→ Excerto transcrito:
+ + + +
Jurisprudência que se acolhe, pelo que o Autor não pode ser considerado descendente de português, nos termos e para efeitos do disposto no nº 6. do art. 6º da LN.

Referindo-se em complemento que na própria sistemática da LN o legislador consagrou no Titulo I relativo à “atribuição, aquisição e perda da nacionalidade”, um cap. I relativo à atribuição da nacionalidade e um cap. II relativo à aquisição da nacionalidade, pelo que se fossem indiferentes o legislador não teria usado expressões distintas, e se o fez, fê-lo em relação a todo o diploma, como seja no art. 11º invocado pelo Autor, em que fala da atribuição da nacionalidade e não da aquisição da nacionalidade.

Acresce que, ainda que o legislador no mesmo preceito, o artigo 6º da LN, tenha admitido que o Governo possa afastar o requisito constante da alínea b) do nº 1, ou seja, “Residirem legalmente em território português, há pelo menos seis anos ”, sempre será de considerar tenha de existir em relação ao requerente da qualquer “conexão” ao nosso País, pois não podemos olvidar que, como se alude na epígrafe do art. 24º da LN, se trata de “casos especiais”.

Tendo o Autor baseado essa especialidade somente em relação aos seus familiares, pai e irmãos, mas não reside nem nunca residiu em Portugal.
Esse factor de conexão que permitiria justificar a situação especial que a Entidade Demandada deveria atender não foi invocado pelo ora Autor, em relação à sua pessoa, ou que permitisse justifique a sua ligação á nossa comunidade. Embora não seja o âmbito de aplicação para o caso em apreço, sempre pode ser fundamento de oposição por parte do MP a inexistência de ligação efectiva à comunidade nacional – cf. art. 9º da LN.

A tese do Autor significaria que todos os filhos maiores de quaisquer cidadãos naturalizados, após o seu nascimento, teriam a possibilidade automática de serem igualmente portugueses, sem quaisquer restrições, o que seria transformar em regra o que o legislador considerou de “especial”.
+ + + +
→ Tarefa proposta:
Redija a continuação do excerto sobre a aquisição da nacionalidade portuguesa, começando logo após a última frase apresentada.

→ Entradas fornecidas:
+ + + +
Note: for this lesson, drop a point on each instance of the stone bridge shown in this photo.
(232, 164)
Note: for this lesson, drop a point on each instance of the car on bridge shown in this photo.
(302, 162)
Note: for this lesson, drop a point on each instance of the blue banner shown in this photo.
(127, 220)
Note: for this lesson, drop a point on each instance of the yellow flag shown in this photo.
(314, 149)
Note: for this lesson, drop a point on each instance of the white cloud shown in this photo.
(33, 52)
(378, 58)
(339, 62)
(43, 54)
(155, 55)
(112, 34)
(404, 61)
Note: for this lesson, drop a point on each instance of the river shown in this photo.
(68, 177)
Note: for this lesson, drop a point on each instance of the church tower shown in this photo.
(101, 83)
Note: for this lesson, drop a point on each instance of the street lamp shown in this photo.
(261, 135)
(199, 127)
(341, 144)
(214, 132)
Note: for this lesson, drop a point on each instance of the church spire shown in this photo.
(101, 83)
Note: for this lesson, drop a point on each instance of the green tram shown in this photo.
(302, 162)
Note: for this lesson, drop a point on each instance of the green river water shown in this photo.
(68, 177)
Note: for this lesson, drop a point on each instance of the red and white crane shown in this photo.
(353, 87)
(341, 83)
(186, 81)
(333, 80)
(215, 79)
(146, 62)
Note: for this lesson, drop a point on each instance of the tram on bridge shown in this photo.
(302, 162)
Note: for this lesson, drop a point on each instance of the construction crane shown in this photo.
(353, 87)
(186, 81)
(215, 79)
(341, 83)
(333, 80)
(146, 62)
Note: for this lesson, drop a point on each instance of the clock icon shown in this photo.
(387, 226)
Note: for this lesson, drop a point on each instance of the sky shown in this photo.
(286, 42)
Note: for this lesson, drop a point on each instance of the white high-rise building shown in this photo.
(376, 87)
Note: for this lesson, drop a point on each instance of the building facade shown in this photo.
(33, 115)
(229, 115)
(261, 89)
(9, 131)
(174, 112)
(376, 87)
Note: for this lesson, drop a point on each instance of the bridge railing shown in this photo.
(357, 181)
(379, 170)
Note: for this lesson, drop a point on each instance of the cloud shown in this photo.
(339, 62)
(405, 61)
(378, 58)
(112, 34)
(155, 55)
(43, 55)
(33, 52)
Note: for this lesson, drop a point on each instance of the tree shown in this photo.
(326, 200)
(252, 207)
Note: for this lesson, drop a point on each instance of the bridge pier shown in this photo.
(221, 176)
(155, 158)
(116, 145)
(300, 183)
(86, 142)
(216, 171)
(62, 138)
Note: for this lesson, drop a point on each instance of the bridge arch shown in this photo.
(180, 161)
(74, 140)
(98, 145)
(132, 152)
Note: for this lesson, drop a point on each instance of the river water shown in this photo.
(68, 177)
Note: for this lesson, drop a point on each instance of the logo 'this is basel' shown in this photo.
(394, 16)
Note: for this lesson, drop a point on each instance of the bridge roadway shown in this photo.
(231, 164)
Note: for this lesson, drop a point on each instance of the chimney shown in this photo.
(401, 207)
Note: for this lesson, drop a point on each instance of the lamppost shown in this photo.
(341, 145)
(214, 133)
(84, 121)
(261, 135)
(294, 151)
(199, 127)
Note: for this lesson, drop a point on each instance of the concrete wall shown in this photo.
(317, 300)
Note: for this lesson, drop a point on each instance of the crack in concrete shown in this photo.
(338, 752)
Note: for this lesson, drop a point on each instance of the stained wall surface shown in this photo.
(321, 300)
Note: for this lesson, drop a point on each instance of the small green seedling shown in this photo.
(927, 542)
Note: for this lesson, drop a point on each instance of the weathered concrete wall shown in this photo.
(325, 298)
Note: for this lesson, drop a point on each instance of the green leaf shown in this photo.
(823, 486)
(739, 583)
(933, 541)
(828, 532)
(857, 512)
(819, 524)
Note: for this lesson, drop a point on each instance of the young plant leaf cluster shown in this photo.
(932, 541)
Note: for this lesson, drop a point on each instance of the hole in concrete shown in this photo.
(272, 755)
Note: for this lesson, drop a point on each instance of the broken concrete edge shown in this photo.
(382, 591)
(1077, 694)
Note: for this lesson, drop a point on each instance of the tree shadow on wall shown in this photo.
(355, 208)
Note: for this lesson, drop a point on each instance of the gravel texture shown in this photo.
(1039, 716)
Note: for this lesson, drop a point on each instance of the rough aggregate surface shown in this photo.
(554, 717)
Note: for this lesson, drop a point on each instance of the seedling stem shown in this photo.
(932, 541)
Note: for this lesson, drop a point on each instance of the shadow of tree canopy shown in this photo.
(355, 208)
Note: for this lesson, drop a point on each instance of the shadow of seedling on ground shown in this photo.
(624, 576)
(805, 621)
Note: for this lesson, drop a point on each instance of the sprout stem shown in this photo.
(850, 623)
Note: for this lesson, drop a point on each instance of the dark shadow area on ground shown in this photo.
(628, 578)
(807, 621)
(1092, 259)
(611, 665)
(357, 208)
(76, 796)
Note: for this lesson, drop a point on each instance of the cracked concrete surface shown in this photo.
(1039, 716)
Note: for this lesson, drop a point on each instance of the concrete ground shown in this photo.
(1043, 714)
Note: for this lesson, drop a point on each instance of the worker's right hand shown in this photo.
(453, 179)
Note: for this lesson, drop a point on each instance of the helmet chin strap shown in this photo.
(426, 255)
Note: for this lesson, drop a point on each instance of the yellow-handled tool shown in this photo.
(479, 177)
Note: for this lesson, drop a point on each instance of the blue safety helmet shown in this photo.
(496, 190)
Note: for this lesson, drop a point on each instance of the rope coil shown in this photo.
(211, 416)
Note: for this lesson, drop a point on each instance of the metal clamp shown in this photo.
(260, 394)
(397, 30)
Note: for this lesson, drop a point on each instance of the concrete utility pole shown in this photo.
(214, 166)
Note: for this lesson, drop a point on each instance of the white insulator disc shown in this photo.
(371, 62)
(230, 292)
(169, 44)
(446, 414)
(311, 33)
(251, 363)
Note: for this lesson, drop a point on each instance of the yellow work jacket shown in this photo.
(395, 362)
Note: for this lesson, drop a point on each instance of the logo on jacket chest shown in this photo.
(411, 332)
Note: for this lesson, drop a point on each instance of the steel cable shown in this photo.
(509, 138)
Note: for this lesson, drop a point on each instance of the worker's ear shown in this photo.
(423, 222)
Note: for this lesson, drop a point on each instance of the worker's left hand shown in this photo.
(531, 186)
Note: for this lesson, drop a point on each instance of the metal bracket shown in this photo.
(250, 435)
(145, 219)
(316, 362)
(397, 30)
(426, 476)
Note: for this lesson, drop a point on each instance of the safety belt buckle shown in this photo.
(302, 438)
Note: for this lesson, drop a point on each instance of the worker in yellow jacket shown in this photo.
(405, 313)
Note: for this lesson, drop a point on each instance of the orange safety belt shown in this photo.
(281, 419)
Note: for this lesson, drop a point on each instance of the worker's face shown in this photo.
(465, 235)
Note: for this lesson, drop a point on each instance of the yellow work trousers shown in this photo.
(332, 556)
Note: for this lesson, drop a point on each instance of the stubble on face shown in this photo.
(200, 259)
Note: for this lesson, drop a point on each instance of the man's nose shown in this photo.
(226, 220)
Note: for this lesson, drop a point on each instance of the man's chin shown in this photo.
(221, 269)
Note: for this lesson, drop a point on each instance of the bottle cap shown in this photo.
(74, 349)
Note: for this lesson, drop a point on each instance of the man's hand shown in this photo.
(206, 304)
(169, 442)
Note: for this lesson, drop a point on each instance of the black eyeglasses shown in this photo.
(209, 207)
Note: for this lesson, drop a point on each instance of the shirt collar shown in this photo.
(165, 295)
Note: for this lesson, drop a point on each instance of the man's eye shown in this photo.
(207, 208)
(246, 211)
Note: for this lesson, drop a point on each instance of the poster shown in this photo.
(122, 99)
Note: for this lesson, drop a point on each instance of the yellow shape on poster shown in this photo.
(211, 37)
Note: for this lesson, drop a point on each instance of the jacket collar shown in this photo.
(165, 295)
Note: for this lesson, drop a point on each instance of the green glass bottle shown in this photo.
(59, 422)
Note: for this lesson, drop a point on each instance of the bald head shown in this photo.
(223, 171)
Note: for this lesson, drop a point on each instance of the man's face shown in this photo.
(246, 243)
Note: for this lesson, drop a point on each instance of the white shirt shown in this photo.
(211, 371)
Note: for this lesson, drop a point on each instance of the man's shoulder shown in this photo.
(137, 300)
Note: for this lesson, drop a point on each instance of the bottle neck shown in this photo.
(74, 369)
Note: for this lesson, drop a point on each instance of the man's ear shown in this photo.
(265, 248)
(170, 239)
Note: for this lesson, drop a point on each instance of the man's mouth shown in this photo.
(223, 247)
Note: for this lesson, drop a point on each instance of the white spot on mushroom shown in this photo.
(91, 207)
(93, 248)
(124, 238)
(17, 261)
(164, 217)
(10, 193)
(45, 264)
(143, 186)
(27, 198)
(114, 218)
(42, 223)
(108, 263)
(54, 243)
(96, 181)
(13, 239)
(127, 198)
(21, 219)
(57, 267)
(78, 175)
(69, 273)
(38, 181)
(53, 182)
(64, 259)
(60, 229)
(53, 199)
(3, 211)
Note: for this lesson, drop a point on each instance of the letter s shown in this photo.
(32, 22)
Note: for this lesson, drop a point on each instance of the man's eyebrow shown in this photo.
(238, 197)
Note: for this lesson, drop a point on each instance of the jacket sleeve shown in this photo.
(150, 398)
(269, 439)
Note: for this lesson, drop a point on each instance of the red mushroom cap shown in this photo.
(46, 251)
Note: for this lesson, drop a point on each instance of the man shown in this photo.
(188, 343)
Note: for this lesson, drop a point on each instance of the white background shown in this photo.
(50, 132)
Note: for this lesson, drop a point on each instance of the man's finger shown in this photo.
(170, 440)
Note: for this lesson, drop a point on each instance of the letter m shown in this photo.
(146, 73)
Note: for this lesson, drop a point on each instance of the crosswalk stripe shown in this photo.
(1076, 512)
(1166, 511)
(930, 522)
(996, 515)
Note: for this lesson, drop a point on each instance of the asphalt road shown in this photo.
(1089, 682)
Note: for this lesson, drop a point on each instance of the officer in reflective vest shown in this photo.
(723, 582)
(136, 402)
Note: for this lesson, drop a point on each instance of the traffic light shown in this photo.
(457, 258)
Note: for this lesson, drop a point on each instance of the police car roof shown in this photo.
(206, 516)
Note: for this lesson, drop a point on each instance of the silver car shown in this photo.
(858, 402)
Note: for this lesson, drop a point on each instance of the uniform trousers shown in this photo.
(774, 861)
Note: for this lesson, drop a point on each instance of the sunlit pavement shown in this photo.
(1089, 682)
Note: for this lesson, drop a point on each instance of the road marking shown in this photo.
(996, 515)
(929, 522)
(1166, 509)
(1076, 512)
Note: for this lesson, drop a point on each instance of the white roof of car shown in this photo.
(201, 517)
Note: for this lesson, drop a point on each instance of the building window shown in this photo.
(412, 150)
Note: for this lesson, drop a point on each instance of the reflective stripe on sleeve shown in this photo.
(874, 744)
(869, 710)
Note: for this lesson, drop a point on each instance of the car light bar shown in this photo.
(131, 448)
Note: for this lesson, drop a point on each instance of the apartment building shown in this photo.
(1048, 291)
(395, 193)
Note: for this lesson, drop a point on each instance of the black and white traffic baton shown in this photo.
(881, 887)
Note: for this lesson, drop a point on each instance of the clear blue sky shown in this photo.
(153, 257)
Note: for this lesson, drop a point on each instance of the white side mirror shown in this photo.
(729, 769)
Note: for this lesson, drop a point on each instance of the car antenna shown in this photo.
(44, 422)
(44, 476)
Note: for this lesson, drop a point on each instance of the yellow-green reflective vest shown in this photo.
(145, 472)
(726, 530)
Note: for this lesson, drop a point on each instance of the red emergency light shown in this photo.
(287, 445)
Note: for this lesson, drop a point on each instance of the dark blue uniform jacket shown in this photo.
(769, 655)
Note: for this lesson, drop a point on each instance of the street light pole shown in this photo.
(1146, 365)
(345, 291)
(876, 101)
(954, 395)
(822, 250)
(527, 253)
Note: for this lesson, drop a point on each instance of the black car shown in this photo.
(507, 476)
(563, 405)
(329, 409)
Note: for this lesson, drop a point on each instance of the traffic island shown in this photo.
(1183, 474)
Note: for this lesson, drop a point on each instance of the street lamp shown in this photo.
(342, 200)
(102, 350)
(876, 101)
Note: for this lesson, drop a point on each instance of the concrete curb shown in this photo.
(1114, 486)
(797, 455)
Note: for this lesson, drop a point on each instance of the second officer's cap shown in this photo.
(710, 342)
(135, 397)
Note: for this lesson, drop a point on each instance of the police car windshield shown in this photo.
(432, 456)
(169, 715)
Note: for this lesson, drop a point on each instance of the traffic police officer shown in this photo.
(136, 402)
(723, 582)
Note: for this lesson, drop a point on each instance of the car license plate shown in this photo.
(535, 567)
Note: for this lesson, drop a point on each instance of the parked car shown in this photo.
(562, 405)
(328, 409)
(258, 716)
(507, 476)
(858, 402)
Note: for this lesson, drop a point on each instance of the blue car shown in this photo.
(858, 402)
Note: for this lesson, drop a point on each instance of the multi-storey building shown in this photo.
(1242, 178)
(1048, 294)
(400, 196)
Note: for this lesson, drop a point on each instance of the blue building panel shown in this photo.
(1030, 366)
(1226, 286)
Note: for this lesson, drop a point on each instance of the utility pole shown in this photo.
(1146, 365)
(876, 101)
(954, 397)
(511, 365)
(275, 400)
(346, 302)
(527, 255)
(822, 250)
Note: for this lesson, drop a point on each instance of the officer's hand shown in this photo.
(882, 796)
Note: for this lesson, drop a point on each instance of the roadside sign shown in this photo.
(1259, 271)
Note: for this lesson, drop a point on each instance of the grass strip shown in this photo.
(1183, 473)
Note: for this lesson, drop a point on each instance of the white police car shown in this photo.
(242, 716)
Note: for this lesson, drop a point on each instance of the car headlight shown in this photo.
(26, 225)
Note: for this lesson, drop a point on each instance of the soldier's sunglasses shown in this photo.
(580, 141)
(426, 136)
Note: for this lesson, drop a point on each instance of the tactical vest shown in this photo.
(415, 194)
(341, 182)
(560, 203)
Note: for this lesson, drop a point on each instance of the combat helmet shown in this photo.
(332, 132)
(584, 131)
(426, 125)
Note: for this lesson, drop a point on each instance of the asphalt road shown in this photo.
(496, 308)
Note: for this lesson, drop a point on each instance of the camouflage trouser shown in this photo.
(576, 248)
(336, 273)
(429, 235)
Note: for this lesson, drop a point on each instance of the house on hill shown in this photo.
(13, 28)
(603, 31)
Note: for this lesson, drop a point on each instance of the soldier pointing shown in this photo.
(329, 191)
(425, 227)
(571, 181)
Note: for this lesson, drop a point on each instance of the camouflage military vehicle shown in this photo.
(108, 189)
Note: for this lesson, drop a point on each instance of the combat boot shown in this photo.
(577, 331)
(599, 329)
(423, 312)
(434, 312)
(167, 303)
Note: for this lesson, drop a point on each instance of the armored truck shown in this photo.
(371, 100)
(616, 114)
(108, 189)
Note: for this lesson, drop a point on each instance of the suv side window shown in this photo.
+ + + +
→ Resposta:
Por último, como refere a Entidade Demandada nas suas alegações, a propósito do indeferimento do pedido de naturalização do ora Autor, enquanto menor (al. D) do probatório), a admitir o deferimento do pedido ora formulado pelo Autor, sem quaisquer outras circunstâncias que não seja a de o então menor, ora Autor, ter atingido a maioridade, seria “igualmente desvirtuar a acção de oposição à aquisição da nacionalidade deduzida pelo Ministério Público, pois situações que não vingassem na menoridade dos filhos por ser deduzida pelo Ministério Público, tal acção e ter sido esta julgada procedente, poderiam após a sua menoridade, isto é quando em matéria de nacionalidade, já não gozam de qualquer protecção legal, beneficiar do regime de excepção disposto no artigo 6º, nº 6 da LN.”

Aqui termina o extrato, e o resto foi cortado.